# Task goal
Print the records below word for word, but leave out the pictures.

# Data for analysis
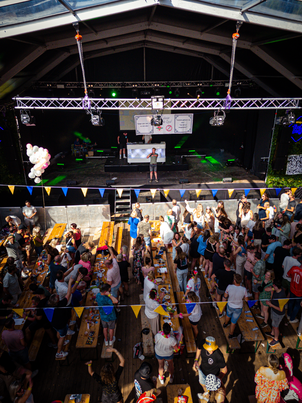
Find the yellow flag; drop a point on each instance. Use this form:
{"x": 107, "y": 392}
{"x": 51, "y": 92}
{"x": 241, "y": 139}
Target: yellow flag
{"x": 282, "y": 302}
{"x": 153, "y": 191}
{"x": 136, "y": 309}
{"x": 11, "y": 188}
{"x": 79, "y": 311}
{"x": 161, "y": 311}
{"x": 221, "y": 305}
{"x": 84, "y": 190}
{"x": 230, "y": 192}
{"x": 19, "y": 311}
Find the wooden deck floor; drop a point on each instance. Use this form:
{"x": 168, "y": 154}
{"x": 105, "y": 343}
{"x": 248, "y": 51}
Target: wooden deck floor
{"x": 54, "y": 382}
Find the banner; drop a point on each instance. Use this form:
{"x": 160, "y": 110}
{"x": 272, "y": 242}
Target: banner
{"x": 11, "y": 188}
{"x": 136, "y": 309}
{"x": 79, "y": 311}
{"x": 84, "y": 190}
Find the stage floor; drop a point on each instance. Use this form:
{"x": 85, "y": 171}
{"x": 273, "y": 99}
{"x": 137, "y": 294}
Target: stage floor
{"x": 203, "y": 172}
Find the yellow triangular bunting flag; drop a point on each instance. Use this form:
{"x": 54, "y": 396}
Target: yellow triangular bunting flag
{"x": 19, "y": 311}
{"x": 84, "y": 190}
{"x": 153, "y": 191}
{"x": 161, "y": 311}
{"x": 79, "y": 311}
{"x": 221, "y": 305}
{"x": 136, "y": 309}
{"x": 282, "y": 302}
{"x": 11, "y": 188}
{"x": 230, "y": 192}
{"x": 166, "y": 192}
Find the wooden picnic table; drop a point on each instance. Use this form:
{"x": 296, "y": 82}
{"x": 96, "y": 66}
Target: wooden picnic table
{"x": 85, "y": 399}
{"x": 173, "y": 392}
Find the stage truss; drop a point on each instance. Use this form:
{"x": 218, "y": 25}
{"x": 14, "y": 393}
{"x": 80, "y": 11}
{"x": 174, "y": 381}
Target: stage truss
{"x": 145, "y": 104}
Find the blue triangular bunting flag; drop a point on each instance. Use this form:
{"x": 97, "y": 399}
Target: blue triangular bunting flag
{"x": 102, "y": 191}
{"x": 107, "y": 309}
{"x": 251, "y": 303}
{"x": 190, "y": 307}
{"x": 49, "y": 313}
{"x": 30, "y": 189}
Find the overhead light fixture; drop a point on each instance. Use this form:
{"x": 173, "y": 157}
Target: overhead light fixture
{"x": 218, "y": 118}
{"x": 96, "y": 118}
{"x": 286, "y": 120}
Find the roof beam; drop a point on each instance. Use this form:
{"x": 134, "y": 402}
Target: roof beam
{"x": 248, "y": 74}
{"x": 273, "y": 62}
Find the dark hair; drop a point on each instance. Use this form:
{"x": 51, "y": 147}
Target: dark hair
{"x": 166, "y": 329}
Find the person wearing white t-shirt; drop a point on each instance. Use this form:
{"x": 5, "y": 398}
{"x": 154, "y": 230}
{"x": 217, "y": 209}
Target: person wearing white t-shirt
{"x": 234, "y": 294}
{"x": 288, "y": 263}
{"x": 151, "y": 303}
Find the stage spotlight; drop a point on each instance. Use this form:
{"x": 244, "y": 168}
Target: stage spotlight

# Response for this exercise
Find the yellow flag; drop a point on each instance. Use this form:
{"x": 107, "y": 392}
{"x": 51, "y": 92}
{"x": 241, "y": 139}
Target: yellow flag
{"x": 282, "y": 302}
{"x": 153, "y": 191}
{"x": 136, "y": 309}
{"x": 11, "y": 188}
{"x": 79, "y": 311}
{"x": 161, "y": 311}
{"x": 221, "y": 305}
{"x": 84, "y": 190}
{"x": 230, "y": 192}
{"x": 19, "y": 311}
Find the wooden deck floor; drop a point on each instance. Use this form:
{"x": 168, "y": 154}
{"x": 105, "y": 343}
{"x": 248, "y": 51}
Target: wooden deck floor
{"x": 54, "y": 382}
Find the banner; drop a point on each instance. Use this form:
{"x": 160, "y": 110}
{"x": 272, "y": 242}
Target: banner
{"x": 11, "y": 188}
{"x": 136, "y": 309}
{"x": 79, "y": 311}
{"x": 84, "y": 190}
Find the stage floor; drop a point on each instance. Use this form:
{"x": 85, "y": 171}
{"x": 273, "y": 99}
{"x": 137, "y": 294}
Target: stage floor
{"x": 203, "y": 172}
Find the yellow triangular bunting flag; drop a point on each instance. Use this form:
{"x": 54, "y": 396}
Target: yellow triangular bunting flag
{"x": 19, "y": 311}
{"x": 84, "y": 190}
{"x": 153, "y": 191}
{"x": 161, "y": 311}
{"x": 79, "y": 311}
{"x": 221, "y": 305}
{"x": 136, "y": 309}
{"x": 282, "y": 302}
{"x": 11, "y": 188}
{"x": 230, "y": 192}
{"x": 166, "y": 192}
Find the wooden picnic table; drop a point on each instance. Use this form:
{"x": 296, "y": 82}
{"x": 96, "y": 66}
Target: wooden picnic table
{"x": 85, "y": 399}
{"x": 173, "y": 392}
Find the stage truss; drop a point on each instance. Use this form:
{"x": 218, "y": 25}
{"x": 14, "y": 393}
{"x": 80, "y": 11}
{"x": 174, "y": 381}
Target: stage truss
{"x": 145, "y": 104}
Find the blue triangular bunting flag; drop a point on each instance. Use this form:
{"x": 97, "y": 399}
Target: blue triangular bunting flag
{"x": 102, "y": 191}
{"x": 107, "y": 309}
{"x": 251, "y": 303}
{"x": 190, "y": 307}
{"x": 49, "y": 313}
{"x": 30, "y": 189}
Find the overhead light fixture; drop a point on each instance. Use this form:
{"x": 173, "y": 157}
Target: overhead light fixture
{"x": 218, "y": 118}
{"x": 96, "y": 118}
{"x": 286, "y": 120}
Find the roof beam; drop a point on each instance. Use this form:
{"x": 134, "y": 402}
Target: roof beam
{"x": 248, "y": 74}
{"x": 273, "y": 62}
Find the dark hair; drop a point on each instance. Use this form:
{"x": 51, "y": 147}
Target: dark hair
{"x": 166, "y": 329}
Find the person wearing white t-shirt; drop a point on each instance. Use this form:
{"x": 5, "y": 398}
{"x": 154, "y": 230}
{"x": 217, "y": 209}
Target: person wearing white t-shirt
{"x": 234, "y": 294}
{"x": 288, "y": 263}
{"x": 151, "y": 303}
Find the stage spotlight; drop a point on each instance. Use this form:
{"x": 244, "y": 168}
Target: stage spotlight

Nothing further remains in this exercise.